Do this →
Reproduce, word for word, the part of the items that opens with the line containing "Put a marker on every instance of the knit" and runs through the end of the items, with both ends included.

Material provided →
_ _ _

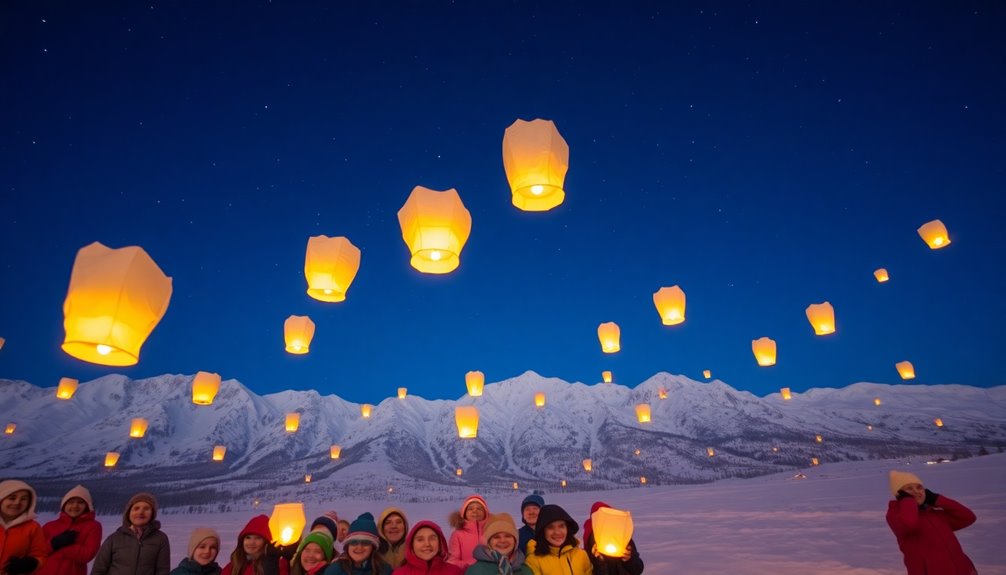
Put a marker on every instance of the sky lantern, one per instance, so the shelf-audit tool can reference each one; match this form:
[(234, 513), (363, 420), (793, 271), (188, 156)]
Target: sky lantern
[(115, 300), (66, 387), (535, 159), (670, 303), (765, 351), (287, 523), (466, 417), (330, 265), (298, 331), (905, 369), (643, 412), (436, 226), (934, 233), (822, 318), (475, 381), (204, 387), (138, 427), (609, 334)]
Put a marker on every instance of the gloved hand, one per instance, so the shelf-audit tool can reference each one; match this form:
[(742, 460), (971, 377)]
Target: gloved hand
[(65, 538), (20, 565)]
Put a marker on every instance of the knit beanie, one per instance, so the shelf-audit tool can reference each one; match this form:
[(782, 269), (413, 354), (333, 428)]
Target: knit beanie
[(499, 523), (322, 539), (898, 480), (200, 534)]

_ _ _

In response →
Put a marker on every instance of the knit beanie, one per instance, so the shelf-audit tool can reference each one; match this form:
[(782, 269), (413, 354), (333, 428)]
Target: knit beanie
[(499, 523), (322, 539), (898, 480), (200, 534)]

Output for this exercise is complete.